*Texto del documento:*
En efecto, en 1933 Nüremberg fue oficialmente designada como “Ciudad del Día del Partido”. Con ello, Hitler buscó enhebrar el movimiento nacional socialista al gran pasado de la ciudad imperial, al esplendor de sus emperadores y ámbito de las Dietas imperiales medievales. Hasta 1938, allí tuvieron lugar los eventos centrales del nazismo con la presencia de Adolf Hitler y también la macabra tribuna donde se sancionaron las leyes raciales de 1935 para la “protección de la sangre alemana”. Eufemismo que con los años tuvo un nombre aterrador: Holocausto.
Una zona de parques de once kilómetros cuadrados al sureste de Nüremberg fue elegida por Hitler en 1934 para levantar una serie de edificios destinados a las distintas actividades y congresos del Partido y dar forma simbólica al sueño de una nueva Roma pensada para mil años, con sus coliseos, sus vías, su Campo de Marte. Estos ejes de la mística nazi se sustentaban en la arquitectura, la elegida entre todas las artes para dar materialidad al sueño milenarista del Reich. Una estética monumental sólidamente anclada sobre dos pilares que, ya en 1937, el académico Hans S. Schmid había resumido con mucha precisión: “Las columnas vuelven a ser un elemento fundamental; ya no son, como en los siglos XVII y XVIII, simples elementos decorativos, sino parte integral de la arquitectura. El ‘espíritu del gótico’ que vive en el carácter alemán, con su hincapié en lo vertical, se ha unido en matrimonio con la armonía horizontal griega. Verticalidad y horizontalidad se sientan en el mismo trono”.

*Ejercicios:*
1. Transcribe del texto sobre Nüremberg el fragmento que empieza en las palabras "En efecto, en" y termina después de "nombre aterrador: Holocausto.".
2. Resume en dos oraciones el texto sobre Nüremberg.
El listado no tiene relación con el texto.

*Material proporcionado:*

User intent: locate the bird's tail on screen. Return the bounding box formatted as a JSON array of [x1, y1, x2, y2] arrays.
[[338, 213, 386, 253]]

*Respuestas:*
1.
En efecto, en 1933 Nüremberg fue oficialmente designada como “Ciudad del Día del Partido”. Con ello, Hitler buscó enhebrar el movimiento nacional socialista al gran pasado de la ciudad imperial, al esplendor de sus emperadores y ámbito de las Dietas imperiales medievales. Hasta 1938, allí tuvieron lugar los eventos centrales del nazismo con la presencia de Adolf Hitler y también la macabra tribuna donde se sancionaron las leyes raciales de 1935 para la “protección de la sangre alemana”. Eufemismo que con los años tuvo un nombre aterrador: Holocausto.

2. En 1933 Nüremberg fue designada oficialmente "Ciudad del Día del Partido", y hasta 1938 acogió los eventos centrales del nazismo, entre ellos la tribuna donde se sancionaron las leyes raciales de 1935. En 1934 Hitler eligió una zona de parques al sureste de la ciudad para levantar edificios del Partido con una arquitectura monumental que, según el académico Hans S. Schmid, unía la verticalidad gótica con la armonía horizontal griega.